— Source passage —
# # #
``Learning does not just alter the knowledge base for a fixed computational engine,Andy Clark [Cla01]
it alters the internal computational architecture itself.''
Plasticity (in the sense of changing interconnection topology) is fundamental to learning in biology.
Currently, when creating a processor device, all attempts are made to make sure every piece of hardware is the same. Elimination of variation is a central thought when manufacturing computer chips. A microprocessor with too much variability3.13 in its substrate, would render it useless. By design it depends on deterministic behavior of its components. Biological neural structures, which are plastic, are much more robust and can even make use of the physical diversity of its micro-environment [CdZR93]. An enormous contribution of von Neumann to computing is to store data and executable code both in memory, lifting the limitation of application specificness of computers3.14. While operations and data are on the same medium, reliable execution demands that data is never mistaken for operations or vice versa. This has been an important source of problems and exploitability in software. The brain doesn't work based on a clear distinction. To the brain, memory and experience is inherently meaningful (which data by definition is not) and greatly determine the way we interpret and perceive. Interpretation and perception of the brain can hardly be considered programs performing operations. This illustrates a fundamental difference of the architectures of the traditional computer and the brain. A computer's memory resides in distinct units, while the brain encodes every memory in its structure.
# # #
— Study questions —
A – In the passage on brains and computers, what does the text say was von Neumann's enormous contribution to computing?
B – Quote each sentence in the passage on brains and computers that contains the word "brain."
C – Carry on the passage on brains and computers from its last sentence.
The data that comes next is separate material and is not part of the passage on brains and computers.

— Material shown —
# # #
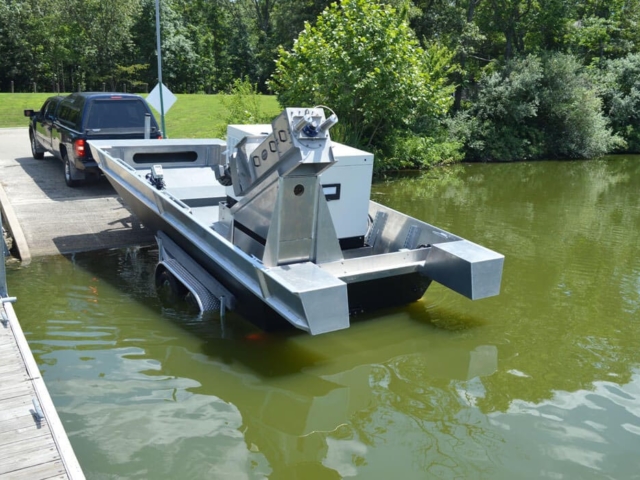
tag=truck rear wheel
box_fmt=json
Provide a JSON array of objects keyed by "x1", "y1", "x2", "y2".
[
  {"x1": 62, "y1": 157, "x2": 80, "y2": 188},
  {"x1": 29, "y1": 131, "x2": 44, "y2": 160}
]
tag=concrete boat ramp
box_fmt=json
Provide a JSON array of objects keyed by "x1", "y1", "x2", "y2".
[
  {"x1": 0, "y1": 128, "x2": 155, "y2": 480},
  {"x1": 0, "y1": 128, "x2": 155, "y2": 264}
]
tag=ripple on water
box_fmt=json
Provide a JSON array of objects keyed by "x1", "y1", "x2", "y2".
[{"x1": 491, "y1": 372, "x2": 640, "y2": 478}]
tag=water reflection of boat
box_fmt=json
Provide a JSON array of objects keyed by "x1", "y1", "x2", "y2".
[
  {"x1": 162, "y1": 317, "x2": 498, "y2": 478},
  {"x1": 90, "y1": 108, "x2": 504, "y2": 334}
]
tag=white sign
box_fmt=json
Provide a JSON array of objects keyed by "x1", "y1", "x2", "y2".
[{"x1": 147, "y1": 84, "x2": 177, "y2": 114}]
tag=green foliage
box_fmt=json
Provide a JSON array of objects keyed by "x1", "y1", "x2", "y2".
[
  {"x1": 450, "y1": 54, "x2": 622, "y2": 161},
  {"x1": 594, "y1": 53, "x2": 640, "y2": 152},
  {"x1": 217, "y1": 78, "x2": 274, "y2": 137},
  {"x1": 269, "y1": 0, "x2": 453, "y2": 171}
]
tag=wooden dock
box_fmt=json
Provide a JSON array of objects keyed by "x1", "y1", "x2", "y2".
[{"x1": 0, "y1": 297, "x2": 85, "y2": 480}]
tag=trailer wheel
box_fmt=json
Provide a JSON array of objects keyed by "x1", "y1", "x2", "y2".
[
  {"x1": 29, "y1": 130, "x2": 44, "y2": 160},
  {"x1": 156, "y1": 268, "x2": 189, "y2": 299}
]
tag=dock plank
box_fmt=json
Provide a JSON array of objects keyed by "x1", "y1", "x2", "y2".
[
  {"x1": 0, "y1": 303, "x2": 84, "y2": 480},
  {"x1": 2, "y1": 460, "x2": 67, "y2": 480}
]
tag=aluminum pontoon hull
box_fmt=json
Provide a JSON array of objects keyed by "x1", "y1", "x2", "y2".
[{"x1": 90, "y1": 110, "x2": 504, "y2": 334}]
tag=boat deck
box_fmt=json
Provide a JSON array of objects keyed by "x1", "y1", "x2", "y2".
[{"x1": 0, "y1": 302, "x2": 85, "y2": 480}]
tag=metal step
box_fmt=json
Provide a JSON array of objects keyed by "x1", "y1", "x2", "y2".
[{"x1": 159, "y1": 258, "x2": 220, "y2": 312}]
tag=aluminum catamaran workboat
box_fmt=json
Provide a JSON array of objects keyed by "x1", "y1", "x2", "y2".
[{"x1": 89, "y1": 107, "x2": 504, "y2": 334}]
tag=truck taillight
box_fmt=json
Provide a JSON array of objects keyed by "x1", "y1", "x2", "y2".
[{"x1": 73, "y1": 138, "x2": 86, "y2": 157}]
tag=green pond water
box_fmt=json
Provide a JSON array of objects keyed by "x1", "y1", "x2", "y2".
[{"x1": 7, "y1": 156, "x2": 640, "y2": 479}]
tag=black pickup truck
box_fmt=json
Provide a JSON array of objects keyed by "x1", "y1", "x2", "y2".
[{"x1": 24, "y1": 92, "x2": 162, "y2": 187}]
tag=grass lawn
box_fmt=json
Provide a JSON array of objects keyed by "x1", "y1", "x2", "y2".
[{"x1": 0, "y1": 93, "x2": 281, "y2": 138}]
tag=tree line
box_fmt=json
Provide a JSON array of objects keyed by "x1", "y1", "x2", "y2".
[{"x1": 0, "y1": 0, "x2": 640, "y2": 169}]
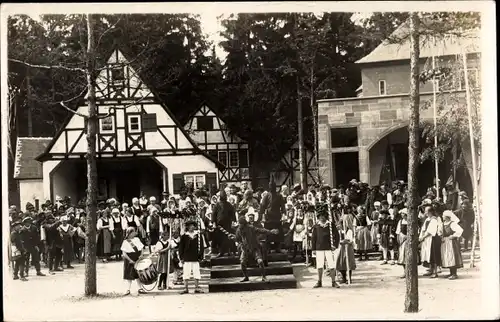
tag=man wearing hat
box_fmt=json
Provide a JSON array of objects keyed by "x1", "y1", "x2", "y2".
[
  {"x1": 234, "y1": 215, "x2": 279, "y2": 282},
  {"x1": 21, "y1": 216, "x2": 45, "y2": 276},
  {"x1": 259, "y1": 177, "x2": 286, "y2": 252},
  {"x1": 10, "y1": 220, "x2": 27, "y2": 282},
  {"x1": 311, "y1": 204, "x2": 340, "y2": 288}
]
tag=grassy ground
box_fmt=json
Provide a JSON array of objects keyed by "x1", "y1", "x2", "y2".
[{"x1": 4, "y1": 249, "x2": 482, "y2": 321}]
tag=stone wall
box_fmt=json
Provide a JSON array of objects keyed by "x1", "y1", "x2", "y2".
[{"x1": 318, "y1": 93, "x2": 463, "y2": 185}]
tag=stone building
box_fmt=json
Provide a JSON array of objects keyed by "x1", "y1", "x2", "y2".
[{"x1": 318, "y1": 25, "x2": 479, "y2": 194}]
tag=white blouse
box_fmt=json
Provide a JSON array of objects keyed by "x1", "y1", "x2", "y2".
[{"x1": 120, "y1": 237, "x2": 144, "y2": 253}]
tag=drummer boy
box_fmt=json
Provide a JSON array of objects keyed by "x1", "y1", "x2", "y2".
[{"x1": 179, "y1": 220, "x2": 204, "y2": 294}]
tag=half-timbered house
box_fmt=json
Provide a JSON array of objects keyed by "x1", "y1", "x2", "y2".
[
  {"x1": 185, "y1": 104, "x2": 250, "y2": 186},
  {"x1": 37, "y1": 50, "x2": 224, "y2": 202},
  {"x1": 272, "y1": 142, "x2": 318, "y2": 187}
]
# # #
— Answers by item number —
A – He stored data and executable code both in memory.

B –
1. "The brain doesn't work based on a clear distinction."
2. "To the brain, memory and experience is inherently meaningful (which data by definition is not) and greatly determine the way we interpret and perceive."
3. "Interpretation and perception of the brain can hardly be considered programs performing operations."
4. "This illustrates a fundamental difference of the architectures of the traditional computer and the brain."
5. "A computer's memory resides in distinct units, while the brain encodes every memory in its structure."

C –
The former is a comparison of traditional computing to the brain. Obviously, simulating neural behavior (with ANNs) would be more similar to the functioning of the brain. But the logical and physical separation of memory units and processing units puts considerable requirements on the I/O speed and bandwidth of traditional architectures. A possible way out of this is using a different VLSI chip architecture: FPGA3.15. An FPGA is essentially an array of memory that manifests as logic gates. Next to the logic areas, there are (re)programmable interconnect blocks that constitute the switching areas. The discrete state nature of digital computers has been considered a problem. Analog VLSI (aVLSI) is another approach which does not have the problem of computationally expensive multiplication by logic gates [ZS03].
Neural Networks are characterized by parallelism, modularity and dynamic adaptation. FPGAs are well-suited because of concurrency, and reconfigurability. The reconfigurability FPGA aspect is exploited in several ways. In a sense, neuroplasticity is achieved by topology adaptation. Learning is implemented by adaptation of weights. FPGAs also provide a good basis for rapid prototyping of ANN designs [ZS03].